TEXT UNDER STUDY

————————

Children account for nearly half of the 150 members at Nazareth United Methodist Church in Yamoussoukro, Côte d'Ivoire. UMNS photos by Mike DuBose.

By Tim Tanton*
July 24, 2009 | YAMOUSSOUKRO, Côte d’Ivoire (UMNS)

About a dozen church members are siftting in a semicircle in the unfinished sanctuary of Nazareth United Methodist Church, discussing their ministries and diverting a few squirming children eager for attention.


Church members file into Nazareth
United Methodist Church. Construction began in 2004 and halted when the
church ran out of money.

 

Children account for more than a third of Nazareth’s 150 members. “We have a future full of hope because we are sure we are going to get people who will replace us,” says Otofa Hypolithe, lay leader.

Nazareth Church symbolizes two characteristics of The United Methodist Church in Côte d’Ivoire: It is vital and growing, yet financially strapped.

“We need 50 million cfa (central African francs) to finance the church,” Hypolithe says. That is about US$100,000.

Started in a living room

Sitting in their building, Nazareth members recall the church’s growing pains. The congregation’s first service was held in 1996 in someone’s living room, and that’s where the members worshipped until two years ago.


Students pray in their Sunday
school classroom at Nazareth.

Many of the members had originally attended Jerusalem United Methodist Church, several miles away. The distance and transportation costs prompted them to form a congregation closer to their part of town.

Construction began in 2004 and halted when the church ran out of money. As the heat begins to build on this Saturday morning, the only air conditioning is the breeze that wafts through the building’s frame.

Nazareth’s 12.4-acre site is a gift from the state, which drew up a development plan for the entire city and designated an area for a new Methodist church. The new church will have a capacity for at least 500 people.

That allows plenty of room for growth. Today, Sunday worship draws an average 120 people.

————————

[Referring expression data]

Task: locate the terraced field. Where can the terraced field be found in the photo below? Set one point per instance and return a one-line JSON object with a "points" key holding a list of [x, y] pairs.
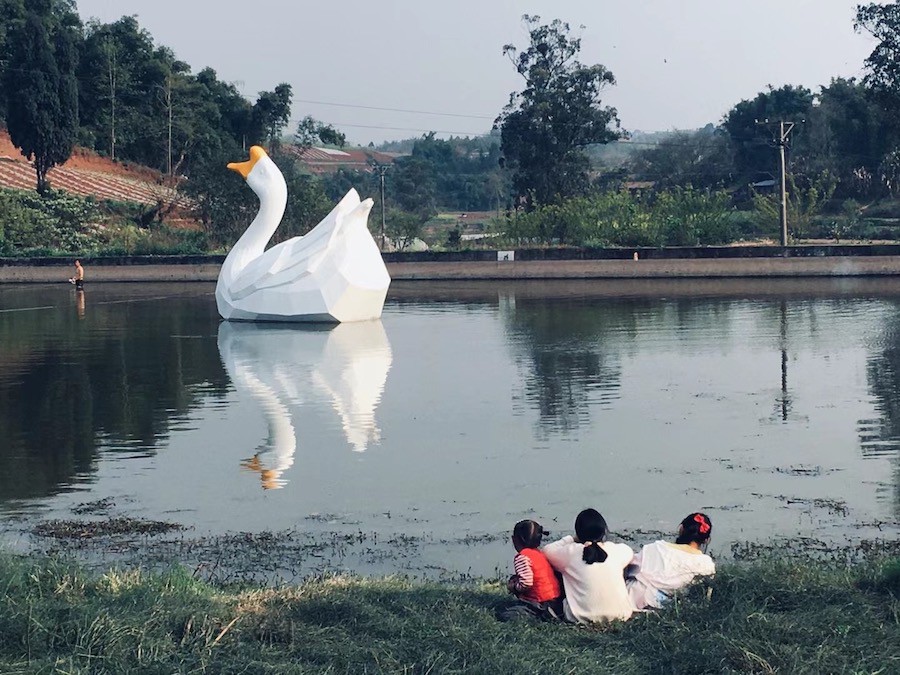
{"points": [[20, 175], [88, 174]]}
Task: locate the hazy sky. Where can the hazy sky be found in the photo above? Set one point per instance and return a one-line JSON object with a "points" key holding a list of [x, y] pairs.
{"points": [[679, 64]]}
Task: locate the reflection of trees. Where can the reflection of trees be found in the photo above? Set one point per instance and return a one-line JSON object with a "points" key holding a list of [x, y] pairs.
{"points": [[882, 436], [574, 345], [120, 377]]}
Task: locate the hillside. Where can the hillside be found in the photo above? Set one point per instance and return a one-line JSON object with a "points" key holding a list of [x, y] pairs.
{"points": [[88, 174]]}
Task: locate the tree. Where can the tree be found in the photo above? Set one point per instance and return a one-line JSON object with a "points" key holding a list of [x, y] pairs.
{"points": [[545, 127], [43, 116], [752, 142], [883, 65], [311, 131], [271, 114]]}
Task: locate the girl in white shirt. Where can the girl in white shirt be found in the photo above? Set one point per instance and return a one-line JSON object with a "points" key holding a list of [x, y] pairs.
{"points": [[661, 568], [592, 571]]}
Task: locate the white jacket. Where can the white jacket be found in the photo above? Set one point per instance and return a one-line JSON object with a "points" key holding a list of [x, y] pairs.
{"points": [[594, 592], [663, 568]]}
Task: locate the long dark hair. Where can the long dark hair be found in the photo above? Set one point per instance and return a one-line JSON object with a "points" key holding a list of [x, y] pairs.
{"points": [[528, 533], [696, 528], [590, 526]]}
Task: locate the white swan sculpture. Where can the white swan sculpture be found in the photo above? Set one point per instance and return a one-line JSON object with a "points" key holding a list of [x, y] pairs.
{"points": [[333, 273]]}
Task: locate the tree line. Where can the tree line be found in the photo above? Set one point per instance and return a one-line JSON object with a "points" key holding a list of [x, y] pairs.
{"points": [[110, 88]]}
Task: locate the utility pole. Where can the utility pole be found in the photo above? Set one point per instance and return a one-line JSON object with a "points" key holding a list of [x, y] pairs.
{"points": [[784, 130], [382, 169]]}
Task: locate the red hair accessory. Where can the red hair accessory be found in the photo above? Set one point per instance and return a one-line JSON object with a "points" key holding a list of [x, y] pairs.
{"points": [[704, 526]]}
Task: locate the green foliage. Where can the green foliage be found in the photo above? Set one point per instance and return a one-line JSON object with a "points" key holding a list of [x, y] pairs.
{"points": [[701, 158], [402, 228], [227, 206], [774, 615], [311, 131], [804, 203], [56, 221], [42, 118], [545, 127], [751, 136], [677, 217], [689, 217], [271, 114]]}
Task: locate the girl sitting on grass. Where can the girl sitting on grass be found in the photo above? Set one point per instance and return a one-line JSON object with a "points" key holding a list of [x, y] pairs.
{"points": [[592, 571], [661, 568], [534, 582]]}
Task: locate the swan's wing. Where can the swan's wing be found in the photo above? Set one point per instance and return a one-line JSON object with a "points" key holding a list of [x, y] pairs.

————————

EXERCISE SET
1 > According to the article about Nazareth United Methodist Church, why did members of Jerusalem United Methodist Church form a new congregation? Answer in one to three sentences.
2 > Do these statements agree with the article about Nazareth United Methodist Church? For each, answer yes or no and quote the words from the article that decide it.
(a) The congregation held its first service in 1996 in someone's living room.
(b) The congregation bought the land for its church.
(c) The new church is planned to seat at least 500 people.
3 > Write what comes next in the article about Nazareth United Methodist Church, picking up after its final sentence.
The records have nothing to do with the article about Nazareth United Methodist Church.

ANSWERS TO THE PROBLEMS
1 > Jerusalem United Methodist Church was several miles away. The distance and the cost of transportation led the members to form a congregation closer to their part of town.

2 >
(a) Yes: "The congregation’s first service was held in 1996 in someone’s living room"
(b) No: "Nazareth’s 12.4-acre site is a gift from the state"
(c) Yes: "The new church will have a capacity for at least 500 people."

3 >
Thirty-one of the members are 16-35 years old, and 59 are age 15 or younger. The children’s service “is very animated,” notes Edith Bony, who directs the service.

Ministry during crisis

Since a 2002 rebellion plunged Côte d’Ivoire into its current national crisis, more people have been coming to church, says Jean Adjobi, a lay preacher and class leader at Jerusalem United Methodist Church, a 24-year-old congregation in Yamoussoukro. Peace has been maintained since mid-2007 through agreements between the government and the Forces Nouvelles rebels who hold the north.

 
Otofa Hypolithe is lay leader
of Nazareth United
Methodist Church.

“People are more interested in the gospel,” Adjobi says. “People think that they can have peace because in Africa people are living in poverty and miserable conditions, so they think they can have peace … if they come to church. So when we talk about the gospel, they are more attentive to that.”

The denomination is helping resolve the problems that affect the country, Hypolithe says. “Those who do not know God, hate each other; but as a member of this community, whenever we preach the word of God to these people, we help them have the spirit of love in their mind, and that is very crucial for the peace process in this country.”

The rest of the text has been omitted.